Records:

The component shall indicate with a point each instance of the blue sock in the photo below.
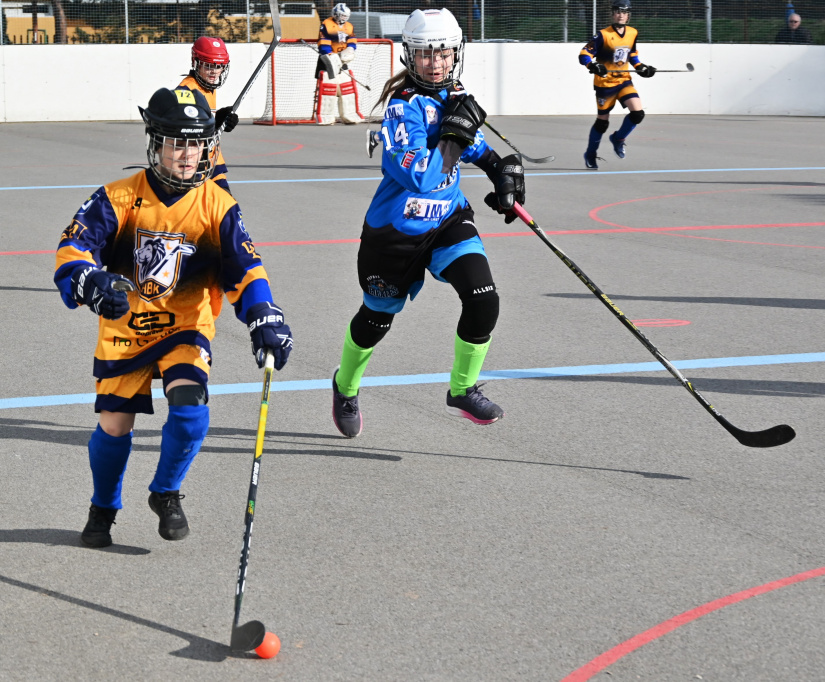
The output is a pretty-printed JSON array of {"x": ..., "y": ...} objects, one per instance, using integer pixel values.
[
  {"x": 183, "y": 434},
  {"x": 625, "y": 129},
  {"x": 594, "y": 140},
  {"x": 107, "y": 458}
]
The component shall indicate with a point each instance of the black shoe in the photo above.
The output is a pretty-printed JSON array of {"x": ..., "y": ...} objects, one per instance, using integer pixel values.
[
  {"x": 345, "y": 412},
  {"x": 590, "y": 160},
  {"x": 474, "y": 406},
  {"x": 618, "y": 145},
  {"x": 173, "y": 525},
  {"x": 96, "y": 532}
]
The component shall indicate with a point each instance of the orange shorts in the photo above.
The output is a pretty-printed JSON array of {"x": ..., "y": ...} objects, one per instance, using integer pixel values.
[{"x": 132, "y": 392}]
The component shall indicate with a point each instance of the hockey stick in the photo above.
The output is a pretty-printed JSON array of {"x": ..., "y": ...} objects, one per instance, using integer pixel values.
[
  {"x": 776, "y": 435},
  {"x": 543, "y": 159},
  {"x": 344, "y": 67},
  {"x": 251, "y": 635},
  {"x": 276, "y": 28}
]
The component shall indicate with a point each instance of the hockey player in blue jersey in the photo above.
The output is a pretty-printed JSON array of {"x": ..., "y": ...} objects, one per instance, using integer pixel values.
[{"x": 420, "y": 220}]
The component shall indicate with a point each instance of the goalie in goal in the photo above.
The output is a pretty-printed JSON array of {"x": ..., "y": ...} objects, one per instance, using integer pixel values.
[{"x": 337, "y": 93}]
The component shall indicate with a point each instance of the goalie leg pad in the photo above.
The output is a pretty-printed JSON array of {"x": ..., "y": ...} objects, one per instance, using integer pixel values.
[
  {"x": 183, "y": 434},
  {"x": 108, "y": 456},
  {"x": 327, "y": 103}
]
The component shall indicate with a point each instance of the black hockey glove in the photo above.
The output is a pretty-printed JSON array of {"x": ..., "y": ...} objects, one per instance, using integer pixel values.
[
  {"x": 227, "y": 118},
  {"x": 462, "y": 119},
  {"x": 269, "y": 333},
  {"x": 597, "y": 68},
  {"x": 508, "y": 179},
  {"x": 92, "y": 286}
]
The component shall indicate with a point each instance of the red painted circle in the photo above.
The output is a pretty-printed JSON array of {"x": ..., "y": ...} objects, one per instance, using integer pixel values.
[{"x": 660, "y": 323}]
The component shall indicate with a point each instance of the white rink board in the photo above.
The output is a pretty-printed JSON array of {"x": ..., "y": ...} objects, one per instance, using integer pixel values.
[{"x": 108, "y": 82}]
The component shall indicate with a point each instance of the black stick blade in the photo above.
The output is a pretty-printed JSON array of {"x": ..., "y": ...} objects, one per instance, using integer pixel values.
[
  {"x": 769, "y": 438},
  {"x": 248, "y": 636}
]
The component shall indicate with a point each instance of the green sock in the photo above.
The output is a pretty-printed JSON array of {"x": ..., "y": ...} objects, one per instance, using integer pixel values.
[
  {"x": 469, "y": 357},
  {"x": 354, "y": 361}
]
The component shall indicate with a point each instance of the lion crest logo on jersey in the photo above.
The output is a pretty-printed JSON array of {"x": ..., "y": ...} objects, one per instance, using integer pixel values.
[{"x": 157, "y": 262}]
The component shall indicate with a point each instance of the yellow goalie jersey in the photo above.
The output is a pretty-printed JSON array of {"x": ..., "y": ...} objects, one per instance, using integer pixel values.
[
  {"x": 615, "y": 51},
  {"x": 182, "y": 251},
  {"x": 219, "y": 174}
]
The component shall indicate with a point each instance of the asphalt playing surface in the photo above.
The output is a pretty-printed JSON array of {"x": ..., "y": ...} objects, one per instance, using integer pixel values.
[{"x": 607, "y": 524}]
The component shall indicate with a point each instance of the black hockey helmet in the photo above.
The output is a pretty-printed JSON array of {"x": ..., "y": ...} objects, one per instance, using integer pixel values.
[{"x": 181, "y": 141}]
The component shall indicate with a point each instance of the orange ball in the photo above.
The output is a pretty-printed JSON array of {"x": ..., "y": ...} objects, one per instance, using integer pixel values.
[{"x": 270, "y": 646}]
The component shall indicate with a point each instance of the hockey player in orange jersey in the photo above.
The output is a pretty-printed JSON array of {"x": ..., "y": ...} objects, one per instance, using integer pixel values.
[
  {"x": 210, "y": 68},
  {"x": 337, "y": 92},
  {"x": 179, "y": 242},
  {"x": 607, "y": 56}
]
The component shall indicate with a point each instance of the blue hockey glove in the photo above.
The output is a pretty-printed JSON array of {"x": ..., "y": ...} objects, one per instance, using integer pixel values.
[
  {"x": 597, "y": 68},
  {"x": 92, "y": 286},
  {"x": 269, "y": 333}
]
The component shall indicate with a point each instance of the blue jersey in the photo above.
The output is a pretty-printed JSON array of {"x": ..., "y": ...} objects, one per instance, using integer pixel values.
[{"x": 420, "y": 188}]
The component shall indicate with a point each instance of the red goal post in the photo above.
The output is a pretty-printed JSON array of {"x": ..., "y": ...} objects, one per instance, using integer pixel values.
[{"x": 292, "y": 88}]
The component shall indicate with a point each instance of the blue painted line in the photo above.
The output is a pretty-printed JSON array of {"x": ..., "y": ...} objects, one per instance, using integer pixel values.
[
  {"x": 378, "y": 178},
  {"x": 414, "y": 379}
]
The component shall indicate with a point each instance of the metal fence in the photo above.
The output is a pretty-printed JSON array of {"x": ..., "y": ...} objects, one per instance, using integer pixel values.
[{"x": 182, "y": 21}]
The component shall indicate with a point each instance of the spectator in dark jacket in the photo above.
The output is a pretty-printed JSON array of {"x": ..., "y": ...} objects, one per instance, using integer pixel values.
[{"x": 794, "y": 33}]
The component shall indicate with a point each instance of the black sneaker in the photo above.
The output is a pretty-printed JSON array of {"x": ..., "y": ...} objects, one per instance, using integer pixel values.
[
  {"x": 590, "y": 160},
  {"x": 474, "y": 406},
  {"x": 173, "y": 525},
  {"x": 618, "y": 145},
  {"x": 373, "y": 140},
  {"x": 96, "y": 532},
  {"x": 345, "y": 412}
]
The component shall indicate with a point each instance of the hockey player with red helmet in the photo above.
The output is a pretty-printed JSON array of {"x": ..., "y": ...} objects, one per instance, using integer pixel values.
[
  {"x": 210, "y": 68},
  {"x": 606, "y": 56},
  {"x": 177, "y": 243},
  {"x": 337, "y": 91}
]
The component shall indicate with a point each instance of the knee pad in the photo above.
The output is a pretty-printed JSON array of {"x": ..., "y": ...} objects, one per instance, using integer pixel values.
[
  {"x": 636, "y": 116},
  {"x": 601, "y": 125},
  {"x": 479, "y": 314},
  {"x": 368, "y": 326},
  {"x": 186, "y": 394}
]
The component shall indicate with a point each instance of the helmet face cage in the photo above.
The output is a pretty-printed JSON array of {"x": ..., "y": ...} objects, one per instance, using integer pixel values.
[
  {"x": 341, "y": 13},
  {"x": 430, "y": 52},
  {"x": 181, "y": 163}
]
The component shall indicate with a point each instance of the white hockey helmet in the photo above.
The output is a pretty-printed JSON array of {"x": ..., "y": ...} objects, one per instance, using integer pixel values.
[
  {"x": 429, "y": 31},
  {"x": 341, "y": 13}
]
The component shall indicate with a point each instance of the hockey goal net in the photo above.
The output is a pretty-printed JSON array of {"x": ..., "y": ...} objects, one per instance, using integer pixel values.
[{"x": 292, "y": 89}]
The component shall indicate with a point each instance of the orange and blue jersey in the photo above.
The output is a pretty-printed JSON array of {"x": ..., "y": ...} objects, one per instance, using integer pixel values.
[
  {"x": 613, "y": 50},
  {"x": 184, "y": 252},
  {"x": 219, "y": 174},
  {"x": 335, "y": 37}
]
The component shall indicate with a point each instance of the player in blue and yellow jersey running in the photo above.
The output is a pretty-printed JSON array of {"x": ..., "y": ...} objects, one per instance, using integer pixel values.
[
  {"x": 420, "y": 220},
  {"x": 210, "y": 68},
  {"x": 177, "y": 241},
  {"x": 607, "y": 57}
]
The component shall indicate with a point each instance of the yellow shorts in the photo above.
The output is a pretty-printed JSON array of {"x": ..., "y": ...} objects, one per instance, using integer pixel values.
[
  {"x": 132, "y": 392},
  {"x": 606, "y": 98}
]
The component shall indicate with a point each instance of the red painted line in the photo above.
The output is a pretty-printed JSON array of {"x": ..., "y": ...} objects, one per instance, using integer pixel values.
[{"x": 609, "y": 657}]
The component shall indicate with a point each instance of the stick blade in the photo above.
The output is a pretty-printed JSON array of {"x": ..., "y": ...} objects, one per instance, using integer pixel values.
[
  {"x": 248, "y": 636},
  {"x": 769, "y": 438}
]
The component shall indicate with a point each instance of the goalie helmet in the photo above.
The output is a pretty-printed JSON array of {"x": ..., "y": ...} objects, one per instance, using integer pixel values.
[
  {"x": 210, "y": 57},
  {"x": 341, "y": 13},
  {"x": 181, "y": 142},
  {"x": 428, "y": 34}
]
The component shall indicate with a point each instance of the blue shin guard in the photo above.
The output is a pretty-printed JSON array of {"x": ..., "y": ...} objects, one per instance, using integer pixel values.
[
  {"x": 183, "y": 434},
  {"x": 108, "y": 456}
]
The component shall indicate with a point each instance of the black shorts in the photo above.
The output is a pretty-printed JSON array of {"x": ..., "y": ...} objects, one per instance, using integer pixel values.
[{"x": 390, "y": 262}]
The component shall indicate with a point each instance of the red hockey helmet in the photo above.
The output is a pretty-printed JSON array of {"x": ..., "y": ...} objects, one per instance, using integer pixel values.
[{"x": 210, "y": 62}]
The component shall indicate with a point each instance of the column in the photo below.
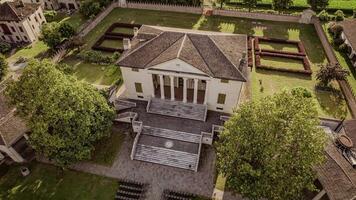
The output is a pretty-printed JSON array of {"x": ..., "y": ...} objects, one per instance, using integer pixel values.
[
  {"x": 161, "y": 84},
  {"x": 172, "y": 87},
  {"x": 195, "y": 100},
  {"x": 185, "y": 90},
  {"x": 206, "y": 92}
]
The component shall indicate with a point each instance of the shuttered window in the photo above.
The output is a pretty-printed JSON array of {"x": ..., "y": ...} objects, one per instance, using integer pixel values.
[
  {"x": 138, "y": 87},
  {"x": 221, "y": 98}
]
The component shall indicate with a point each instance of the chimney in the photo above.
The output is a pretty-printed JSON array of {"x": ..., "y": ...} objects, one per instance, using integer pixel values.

---

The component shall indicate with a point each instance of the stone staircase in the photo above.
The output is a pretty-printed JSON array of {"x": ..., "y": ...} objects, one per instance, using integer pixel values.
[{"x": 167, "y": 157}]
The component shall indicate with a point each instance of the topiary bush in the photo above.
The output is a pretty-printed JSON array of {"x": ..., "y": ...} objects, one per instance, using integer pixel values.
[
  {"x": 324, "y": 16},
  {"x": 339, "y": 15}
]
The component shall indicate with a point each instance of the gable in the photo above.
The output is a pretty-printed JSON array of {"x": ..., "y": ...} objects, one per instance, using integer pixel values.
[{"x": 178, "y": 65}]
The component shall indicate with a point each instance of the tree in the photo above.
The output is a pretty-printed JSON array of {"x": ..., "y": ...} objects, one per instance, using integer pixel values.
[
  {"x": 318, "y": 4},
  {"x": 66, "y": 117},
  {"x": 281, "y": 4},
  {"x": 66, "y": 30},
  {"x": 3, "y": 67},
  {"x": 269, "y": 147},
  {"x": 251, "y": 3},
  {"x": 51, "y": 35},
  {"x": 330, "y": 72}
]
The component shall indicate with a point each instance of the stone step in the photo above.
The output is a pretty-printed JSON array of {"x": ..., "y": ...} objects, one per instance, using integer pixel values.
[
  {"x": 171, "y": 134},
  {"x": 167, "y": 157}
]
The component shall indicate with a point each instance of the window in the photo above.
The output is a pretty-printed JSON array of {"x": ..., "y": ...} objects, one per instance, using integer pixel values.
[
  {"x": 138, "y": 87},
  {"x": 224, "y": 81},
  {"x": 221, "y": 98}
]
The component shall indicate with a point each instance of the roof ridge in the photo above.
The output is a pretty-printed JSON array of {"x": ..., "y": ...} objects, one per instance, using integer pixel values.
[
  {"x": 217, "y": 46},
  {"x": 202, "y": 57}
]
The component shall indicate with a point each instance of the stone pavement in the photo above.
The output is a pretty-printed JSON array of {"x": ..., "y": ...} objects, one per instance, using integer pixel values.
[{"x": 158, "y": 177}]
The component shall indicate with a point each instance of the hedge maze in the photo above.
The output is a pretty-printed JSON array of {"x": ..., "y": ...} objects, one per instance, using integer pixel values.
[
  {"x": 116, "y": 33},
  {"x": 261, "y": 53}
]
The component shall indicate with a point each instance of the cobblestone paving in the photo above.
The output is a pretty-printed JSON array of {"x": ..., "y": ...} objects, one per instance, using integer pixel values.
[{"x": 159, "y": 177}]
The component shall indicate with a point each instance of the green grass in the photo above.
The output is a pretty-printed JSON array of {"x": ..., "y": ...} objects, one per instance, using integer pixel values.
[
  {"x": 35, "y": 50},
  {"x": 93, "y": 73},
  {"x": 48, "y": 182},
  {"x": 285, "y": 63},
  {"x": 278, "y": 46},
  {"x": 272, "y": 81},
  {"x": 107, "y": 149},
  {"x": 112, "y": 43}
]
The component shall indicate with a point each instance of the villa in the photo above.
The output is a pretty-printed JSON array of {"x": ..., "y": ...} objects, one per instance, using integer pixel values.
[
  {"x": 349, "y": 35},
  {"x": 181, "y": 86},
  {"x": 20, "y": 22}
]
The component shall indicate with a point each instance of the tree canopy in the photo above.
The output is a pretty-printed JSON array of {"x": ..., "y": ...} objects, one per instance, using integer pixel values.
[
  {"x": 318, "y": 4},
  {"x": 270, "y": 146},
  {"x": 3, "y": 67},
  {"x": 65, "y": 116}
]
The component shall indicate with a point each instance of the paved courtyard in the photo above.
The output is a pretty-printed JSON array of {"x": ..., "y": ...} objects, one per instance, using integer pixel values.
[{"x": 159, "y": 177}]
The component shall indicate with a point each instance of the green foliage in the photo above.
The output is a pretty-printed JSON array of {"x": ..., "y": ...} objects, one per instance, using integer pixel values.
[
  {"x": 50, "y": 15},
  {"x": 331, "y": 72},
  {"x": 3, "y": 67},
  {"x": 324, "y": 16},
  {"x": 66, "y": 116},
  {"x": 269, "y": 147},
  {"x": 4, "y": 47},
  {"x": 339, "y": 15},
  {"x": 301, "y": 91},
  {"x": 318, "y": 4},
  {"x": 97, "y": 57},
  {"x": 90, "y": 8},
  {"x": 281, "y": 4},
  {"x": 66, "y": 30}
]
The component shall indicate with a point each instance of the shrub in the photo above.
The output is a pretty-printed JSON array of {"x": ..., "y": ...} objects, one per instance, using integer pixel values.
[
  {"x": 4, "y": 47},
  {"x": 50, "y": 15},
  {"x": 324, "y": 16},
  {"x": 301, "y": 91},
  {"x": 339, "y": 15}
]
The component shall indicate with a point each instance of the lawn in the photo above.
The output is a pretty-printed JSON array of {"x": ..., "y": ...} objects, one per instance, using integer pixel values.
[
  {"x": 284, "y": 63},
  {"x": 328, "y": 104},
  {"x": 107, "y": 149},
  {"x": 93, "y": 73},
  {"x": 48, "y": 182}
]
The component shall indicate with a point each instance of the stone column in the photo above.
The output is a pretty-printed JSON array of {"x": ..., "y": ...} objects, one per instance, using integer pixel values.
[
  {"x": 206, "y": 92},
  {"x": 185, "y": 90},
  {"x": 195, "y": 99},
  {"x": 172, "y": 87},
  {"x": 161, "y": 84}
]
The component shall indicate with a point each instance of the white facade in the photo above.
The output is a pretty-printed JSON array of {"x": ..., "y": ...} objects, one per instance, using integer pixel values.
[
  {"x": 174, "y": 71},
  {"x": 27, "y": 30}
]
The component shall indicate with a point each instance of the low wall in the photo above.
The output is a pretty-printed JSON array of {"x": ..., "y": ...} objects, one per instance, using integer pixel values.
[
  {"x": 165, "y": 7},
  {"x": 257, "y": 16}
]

**Problem**
Extract each line of the data above that contains the string "blade". Matching is case-sensitive.

**Task answer**
The component shall indicate with a point each instance of the black stick blade in the photo above.
The component shall indicate with a point each instance of the stick blade in the photo above.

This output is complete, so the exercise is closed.